*Aufgabe 1:*
Bearbeite den Textabschnitt zum Nachweis von aCD19-CAR-T-Zellen: Gib die Passage beginnend mit „Diese Analysen sollten“ und weiter bis einschließlich „Ebene ergänzt werden.“ wieder und setze dabei „Erschöpfungsmarkern“ anstelle von „Exhaustion-Markern“ ein.
*Aufgabe 2:*
Beantworte anhand des Textabschnitts zum Nachweis von aCD19-CAR-T-Zellen die folgenden Fragen:
(a) Mit welchen drei Lasern ist das Durchflusszytometer für die Messung ausgestattet?
(b) Welche Analyse dient als Kontrolle, um eine ausreichende Empfindlichkeit sicherzustellen und unspezifische Bindungen auszuschließen?
(c) In welchem Zeitraum nach der Applikation der aCD19-CAR-T-Zellen sind die CD19+-Zielzellen in der Regel nicht nachweisbar?

*Textabschnitt:*
'''
Nachweis von Anti-CD19 (aCD19)-CAR-T-Zellen
Bei der aCD19-CAR-T-Zell-Therapie führen wir den Nachweis der CAR-T-Zellen zu unterschiedlichen Zeitpunkten durch. Dabei beinhaltet das CAR-Panel den CAR-Nachweis mithilfe eines Nachweisreagenz für den chimären Rezeptor und dem entsprechenden sekundären Antikörper sowie den Nachweis von CD45, CD3, CD4, CD8, CD16/56, CD38 und HLA-DR. Für die Analyse wird das EDTA-antikoagulierte Vollblut mit den Antikörpern inkubiert. Die Erythrozyten werden lysiert. Die verbleibenden Zellen werden gewaschen und resuspendiert. Zur Messung nutzen wir ein achtfarbiges Durchflusszytometer mit einem violetten 405 nm Laser, einem blauen 488 nm Laser und einem roten 647 nm Laser. In Abb. 2 ist eine typische Messung von aCD19-CAR-T-Zellen im peripheren Blut dargestellt, wobei nur der reine CAR-Nachweis auf den T-Zellen dargestellt ist.
Wichtig ist vor allem, dass die Messung ausreichend empfindlich ist und keine unspezifischen Bindungen auftreten. Dazu dient als Kontrolle auch die Analyse der T-Zellen des Patienten am Tag 0 vor der CAR-T-Zellinfusion. Dabei ist zu beachten, dass die Patienten in der Regel mehrere Tage vor der CAR-T-Zellapplikation eine konditionierende (lymphozytendepletierende) Chemotherapie erhalten, um ein optimales Umfeld für die Funktion der CAR-T-Zellen zu schaffen [23]. Dies kann bei den Analysen zu einer sehr geringen Zellanzahl führen, welche die Erhöhung des Blutvolumens für den Nachweis erforderlich machen kann.
Bei der aCD19-CAR-T-Zelltherapie führen wir parallel zu jedem Zeitpunkt der Analyse den Nachweis der CD19+-Zielzellen (B-Zellen) durch. In der Regel sind diese Zellen aber durch die initiale Lymphozytendepletion und nach Applikation der aCD19-CAR-T-Zellen in den ersten 4 Wochen nicht nachweisbar. Die drei grundlegenden Fragen, die bei der Analyse der Blutproben von Patienten mit einer aCD19-CAR-T-Zelltherapie beantwortet werden sollten, sind:
- Sind die CAR-T-Zellen vorhanden?
- Wie ist der Aktivierungszustand der T-Zellen/CAR-T-Zellen?
- Sind noch Zielzellen (CD19+-Zellen) im peripheren Blut nachweisbar?
Diese Analysen sollten je nach Fragestellung jedoch durch weitere Nachweise wie den allgemeinen und erweiterten Immunstatus, den Nachweis von T-Zellsubpopulationen, aber auch von anderen Markern wie Exhaustion-Markern auf zellulärer Ebene ergänzt werden.
'''
(Daten zur Objektverortung anhand natürlicher Sprache)
'''
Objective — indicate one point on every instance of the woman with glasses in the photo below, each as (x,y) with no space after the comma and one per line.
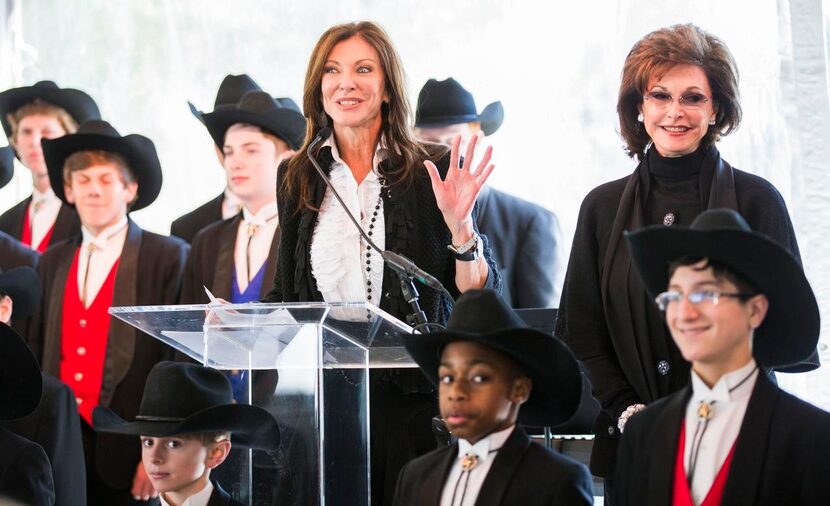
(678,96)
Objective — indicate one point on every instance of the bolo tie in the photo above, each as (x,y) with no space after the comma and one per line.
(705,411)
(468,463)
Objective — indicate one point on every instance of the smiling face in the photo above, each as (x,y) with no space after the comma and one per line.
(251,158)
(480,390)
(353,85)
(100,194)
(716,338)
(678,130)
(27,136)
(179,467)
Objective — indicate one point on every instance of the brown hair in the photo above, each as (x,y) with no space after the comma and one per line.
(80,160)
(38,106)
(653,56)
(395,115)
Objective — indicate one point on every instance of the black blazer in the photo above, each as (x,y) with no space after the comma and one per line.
'''
*Lösung 1:*
Diese Analysen sollten je nach Fragestellung jedoch durch weitere Nachweise wie den allgemeinen und erweiterten Immunstatus, den Nachweis von T-Zellsubpopulationen, aber auch von anderen Markern wie Erschöpfungsmarkern auf zellulärer Ebene ergänzt werden.

*Lösung 2:*
(a) Mit einem violetten 405-nm-Laser, einem blauen 488-nm-Laser und einem roten 647-nm-Laser.
(b) Die Analyse der T-Zellen des Patienten am Tag 0 vor der CAR-T-Zellinfusion.
(c) In den ersten 4 Wochen.